### Work order
The listing below must be reproduced in full, exactly as written.

### Records for this exercise
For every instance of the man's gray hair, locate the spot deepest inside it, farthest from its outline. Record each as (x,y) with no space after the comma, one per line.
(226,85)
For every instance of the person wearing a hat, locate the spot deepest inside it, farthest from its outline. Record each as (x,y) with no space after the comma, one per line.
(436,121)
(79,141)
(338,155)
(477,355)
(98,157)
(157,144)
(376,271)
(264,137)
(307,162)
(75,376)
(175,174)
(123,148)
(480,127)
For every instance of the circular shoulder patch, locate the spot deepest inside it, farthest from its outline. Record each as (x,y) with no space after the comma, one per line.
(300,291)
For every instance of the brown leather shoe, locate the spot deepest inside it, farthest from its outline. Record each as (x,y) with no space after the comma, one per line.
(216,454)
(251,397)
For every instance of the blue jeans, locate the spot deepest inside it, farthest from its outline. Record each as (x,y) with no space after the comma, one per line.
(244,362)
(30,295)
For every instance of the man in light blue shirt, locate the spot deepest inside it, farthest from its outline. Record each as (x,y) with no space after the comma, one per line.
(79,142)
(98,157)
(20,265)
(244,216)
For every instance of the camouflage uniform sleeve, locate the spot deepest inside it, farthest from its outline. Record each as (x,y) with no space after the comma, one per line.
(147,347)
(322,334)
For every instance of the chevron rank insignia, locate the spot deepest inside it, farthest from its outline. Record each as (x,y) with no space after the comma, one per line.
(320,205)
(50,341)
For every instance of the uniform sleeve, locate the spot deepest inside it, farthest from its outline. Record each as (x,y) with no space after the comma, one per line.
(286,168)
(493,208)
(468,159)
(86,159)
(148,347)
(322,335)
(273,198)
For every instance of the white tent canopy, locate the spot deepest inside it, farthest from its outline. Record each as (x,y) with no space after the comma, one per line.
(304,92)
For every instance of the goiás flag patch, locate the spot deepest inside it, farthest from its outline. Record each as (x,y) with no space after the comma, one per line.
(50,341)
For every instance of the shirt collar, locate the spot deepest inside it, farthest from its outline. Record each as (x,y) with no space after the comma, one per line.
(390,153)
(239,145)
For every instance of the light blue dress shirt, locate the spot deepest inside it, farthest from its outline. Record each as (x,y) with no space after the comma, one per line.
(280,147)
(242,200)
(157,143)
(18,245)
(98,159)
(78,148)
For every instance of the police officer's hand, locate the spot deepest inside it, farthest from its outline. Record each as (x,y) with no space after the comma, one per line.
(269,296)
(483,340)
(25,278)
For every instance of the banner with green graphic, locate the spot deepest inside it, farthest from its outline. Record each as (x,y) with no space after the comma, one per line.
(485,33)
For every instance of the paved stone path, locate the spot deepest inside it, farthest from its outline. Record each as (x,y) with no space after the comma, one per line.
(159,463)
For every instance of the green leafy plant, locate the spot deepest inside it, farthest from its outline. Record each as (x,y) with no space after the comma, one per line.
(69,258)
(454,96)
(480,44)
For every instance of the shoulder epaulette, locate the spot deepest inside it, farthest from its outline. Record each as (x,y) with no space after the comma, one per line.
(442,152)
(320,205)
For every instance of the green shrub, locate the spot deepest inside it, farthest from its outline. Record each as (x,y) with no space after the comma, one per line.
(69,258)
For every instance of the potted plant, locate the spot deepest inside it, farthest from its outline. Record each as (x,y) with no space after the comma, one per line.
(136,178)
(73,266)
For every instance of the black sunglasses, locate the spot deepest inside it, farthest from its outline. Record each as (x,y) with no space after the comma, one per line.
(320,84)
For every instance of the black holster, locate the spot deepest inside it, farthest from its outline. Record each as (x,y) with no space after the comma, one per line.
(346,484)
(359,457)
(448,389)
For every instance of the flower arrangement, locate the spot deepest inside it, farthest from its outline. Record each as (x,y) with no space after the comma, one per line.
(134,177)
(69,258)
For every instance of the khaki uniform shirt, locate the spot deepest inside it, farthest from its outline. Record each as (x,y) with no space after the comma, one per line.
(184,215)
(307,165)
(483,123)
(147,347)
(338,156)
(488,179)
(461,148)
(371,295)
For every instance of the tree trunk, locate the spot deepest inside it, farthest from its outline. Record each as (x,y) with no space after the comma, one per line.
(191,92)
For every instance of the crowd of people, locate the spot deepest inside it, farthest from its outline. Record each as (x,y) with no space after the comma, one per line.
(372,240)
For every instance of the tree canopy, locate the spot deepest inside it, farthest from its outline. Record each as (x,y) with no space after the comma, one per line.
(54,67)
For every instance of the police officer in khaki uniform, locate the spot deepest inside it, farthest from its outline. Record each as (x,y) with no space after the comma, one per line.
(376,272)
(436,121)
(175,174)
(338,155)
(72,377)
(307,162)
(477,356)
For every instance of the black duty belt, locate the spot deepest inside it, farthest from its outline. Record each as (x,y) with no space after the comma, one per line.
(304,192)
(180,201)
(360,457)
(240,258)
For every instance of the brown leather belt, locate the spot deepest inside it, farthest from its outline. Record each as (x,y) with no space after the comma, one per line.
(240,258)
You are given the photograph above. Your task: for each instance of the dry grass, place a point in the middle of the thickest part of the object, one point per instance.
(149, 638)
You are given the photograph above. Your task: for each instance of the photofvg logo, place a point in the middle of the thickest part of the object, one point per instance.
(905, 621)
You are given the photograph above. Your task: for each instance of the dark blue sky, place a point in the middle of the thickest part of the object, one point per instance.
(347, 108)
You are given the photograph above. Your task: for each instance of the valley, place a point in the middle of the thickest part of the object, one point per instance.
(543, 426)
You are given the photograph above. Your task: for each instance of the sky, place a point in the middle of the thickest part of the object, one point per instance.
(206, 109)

### Answer for this exercise
For every instance of the man's gray hair, locate the spot deepest inside it, farthest from its outline. Record each as (x,y) with no space after the comma, one per line.
(226,85)
For every instance of the person wearing a hat, locate the spot deepest inside it, farthest from its outline. Record each as (x,y) with no space after the comma, one per line.
(436,121)
(79,141)
(338,155)
(477,355)
(98,157)
(157,144)
(376,271)
(264,137)
(307,162)
(75,376)
(175,174)
(123,148)
(480,127)
For every instance of the circular shoulder patch, locate the spot deepest inside it, farthest from its outline. Record each as (x,y) with no space after the comma, one per line.
(300,291)
For every instance of the brown leather shoe, locate the spot deepest inside it, farthest from its outline. Record each as (x,y) with no space after the comma, one per line.
(216,454)
(251,397)
For every instance of the blue jeans, locate the spot deepest inside it, farthest from its outline. Record each as (x,y) with no space after the comma, one per line.
(244,362)
(30,295)
For every instance of the man in light blue shirt, locate the spot deepest inside it, farthest from its outline. Record each as (x,y) with no space after the comma, one per line.
(79,142)
(98,157)
(20,265)
(244,216)
For every instance of the camouflage uniform sleeve, locate the spot deepest inside it, farthest from its outline. Record each as (x,y) with no space after the comma, one per line.
(147,347)
(322,334)
For every instance of the chevron rank insignia, locate the spot deepest inside it, farthest from its outline. Record each as (x,y) with no space after the comma, one per line.
(320,205)
(50,341)
For every instance of the uniform sleeve, locate the spot deepest inside it, farthest from its outline. Record each as (x,y) with no space after the comma, one per line.
(286,168)
(493,208)
(468,159)
(86,159)
(148,347)
(322,335)
(273,198)
For every instance of the white tent canopy, locate the spot deepest inside it, farthest from its outline. Record each as (x,y) with no space after the comma, one per line.
(304,92)
For every instance of the goiás flag patch, locate the spot deepest inside it, farthest from its outline. Record each as (x,y) with no space after the comma, one per line.
(50,341)
For every instance of the shirt collar, locate the spot deepest inside it, farthest from its outline. Record each as (x,y) with no space after the comma, one per line.
(390,153)
(239,145)
For every instance of the light blue dress shirt, locate the spot deepest inside it, farthest from its outline. Record each as (x,y) with no space after the comma, one per line.
(280,147)
(242,200)
(157,143)
(18,245)
(98,159)
(78,148)
For every instance of the police officer's hand, locate the spot deepest inside it, farthest from its outline. Record each as (x,y) with no space after the comma, one per line.
(269,296)
(483,340)
(25,278)
For every instance of the banner with green graphic, locate the spot deepest inside it, farthest from its outline. Record each as (x,y) with no space after the comma, one per line.
(485,33)
For every instance of the paved stone path, locate the spot deepest inside it, farthest from its outline. Record each as (x,y) with no space after the comma, one per line.
(159,463)
For every instance of the green leafy plant, locate the spot deepest inside it, farthest from its outline. Record each as (x,y) with no space after the comma, one per line.
(69,258)
(454,96)
(480,44)
For every instance of the shoulder epaulette, locate the spot deepest inside it, farthest from its outline. Record each as (x,y) with no space after the comma, one per line.
(442,152)
(320,205)
For every instance of the green shrub, locate the spot deepest inside it, farthest from its outline. Record each as (x,y) with no space after the comma, one per line.
(69,258)
For every instance of the potted plant, locate the spot deepest inside it, farthest from its outline. Record each as (x,y) with no space after the comma, one per line.
(136,178)
(73,266)
For every instance of the black sunglasses, locate the spot deepest inside it, farthest from its outline. Record each as (x,y) with no space after the comma, one per line.
(320,84)
For every instance of the black holster, locate the spot deepest inside it, farthest from its outline. Record each as (x,y) with no space after the comma, one per line.
(346,484)
(359,457)
(448,389)
For every instance of the flower arrangement, locate the spot deepest inside it, farthest from its outline. Record each as (x,y) with no space after the comma, one per line.
(134,177)
(69,258)
For every instance of the khaki uniform shirt, locate the spot deepest inside it, farthest from its outline. Record each as (x,y) with no space after the comma, one per line.
(184,215)
(307,165)
(483,123)
(147,347)
(338,156)
(488,179)
(461,148)
(371,295)
For every instance of the tree trunk, locate the spot deepest inside it, farthest from its outline. Record each as (x,y) with no space after the comma, one per line.
(191,92)
For every instance of the crowd of people, locate the spot deepest inside it, farthest from its outline. Record each as (x,y) with no space after the comma, one per line.
(372,240)
For every instance of the tree canopy, locate the spot deepest inside it, farthest from its outline. Record each as (x,y) with no space after the comma, one per line.
(54,67)
For every instance of the police officer in khaki uniform, locate the spot deepest inside it, farthest from its outline. Record each as (x,y) with no space after the comma, one per line.
(376,272)
(436,121)
(175,174)
(338,155)
(72,377)
(307,162)
(477,356)
For every instance of the black duty belt, locate the spot deepest inside it, farthest from its outline. Record each as (x,y) with no space after the comma, one per line.
(304,192)
(180,201)
(360,457)
(240,258)
For every instance of the brown leather belt, locate the spot deepest inside it, farthest from its outline. Record each as (x,y) with no space after the comma, one per line.
(240,258)
You are given the photograph above. Your task: for each instance of the dry grass, place a point in the middle of the thickest part of the object, one point per instance.
(149, 638)
You are given the photograph above. Your task: for each instance of the photofvg logo, place a point in the middle of the thickest part of the object, one point per instance.
(905, 621)
You are given the photograph above. Your task: for each instance of the dark blue sky, place a point in the middle of the thickest part of the object, one point per instance.
(347, 108)
You are given the photograph above. Your task: for each instance of the valley, place a point in the middle of the thickest part of the object, one point per instance.
(543, 426)
You are given the photograph above. Your task: for each instance of the sky, place a point in the middle of the thickest part of the object, one point per instance.
(206, 109)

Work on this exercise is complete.